LISTE DES CONSIGNES:
A: Les affirmations (i), (ii) et (iii) concordent-elles avec le texte sur l'infirmière et les TMS ? (i) Dans certaines entreprises, l'infirmière peut siéger au CHSCT. (ii) Les TMS touchent notamment les salariés de moins de 45 ans. (iii) Le travail sur ordinateur figure parmi les causes des TMS. Pour chacune, répondez par oui ou non et citez à l'identique les mots du texte qui tranchent.
B: Extrayez du texte sur l'infirmière et les TMS tout ce qui va de « L'infirmière et les » jusqu'à « la commission restaurant. » inclus.

TEXTE D'ÉTUDE:

L'infirmière et les TMS

L'infirmière accomplit souvent des tâches administratives : dossiers médicaux, dossiers de soins infirmiers, registre des accidents du travail, gestion de la pharmacie... Dans certaines entreprises, elle participe également au CHSCT (comité d'hygiène, de sécurité et des conditions de travail), au projet d'établissement et à la commission restaurant.

Mais l'intérêt de la mission réside surtout dans les actions de prévention des maladies directement liées au travail. Les troubles les plus connus sont les « TMS », pour « troubles musculo-squelettiques » qui affectent les nerfs, les muscles, et les tendons, notamment chez les salariés de plus de 45 ans (lire aussi l'article p. 17). En cause, notamment, les gestes répétitifs des employés à des postes de production, mais aussi le travail sur ordinateur. Pour dépister ces TMS, l'infirmière peut soumettre des questionnaires aux employés, pour demander, par exemple : « La douleur vous semble-t-elle liée à votre travail ? », ou « Avez-vous des solutions à proposer ? »

EXTRAITS DE DONNÉES:

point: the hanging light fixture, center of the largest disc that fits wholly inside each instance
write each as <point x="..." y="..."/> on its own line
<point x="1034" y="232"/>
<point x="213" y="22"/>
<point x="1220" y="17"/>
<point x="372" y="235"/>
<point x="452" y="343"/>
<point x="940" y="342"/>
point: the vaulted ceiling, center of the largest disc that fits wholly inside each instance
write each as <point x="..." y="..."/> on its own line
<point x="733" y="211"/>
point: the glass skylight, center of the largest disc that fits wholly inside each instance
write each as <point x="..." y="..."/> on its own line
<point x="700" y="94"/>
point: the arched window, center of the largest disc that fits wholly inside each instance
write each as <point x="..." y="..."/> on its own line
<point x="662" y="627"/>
...
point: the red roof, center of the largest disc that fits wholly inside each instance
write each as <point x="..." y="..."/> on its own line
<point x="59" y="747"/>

RÉPONSES FOURNIES:
A:
(i) Oui : « Dans certaines entreprises, elle participe également au CHSCT »
(ii) Non : « notamment chez les salariés de plus de 45 ans »
(iii) Oui : « mais aussi le travail sur ordinateur »

B:
L'infirmière et les TMS

L'infirmière accomplit souvent des tâches administratives : dossiers médicaux, dossiers de soins infirmiers, registre des accidents du travail, gestion de la pharmacie... Dans certaines entreprises, elle participe également au CHSCT (comité d'hygiène, de sécurité et des conditions de travail), au projet d'établissement et à la commission restaurant.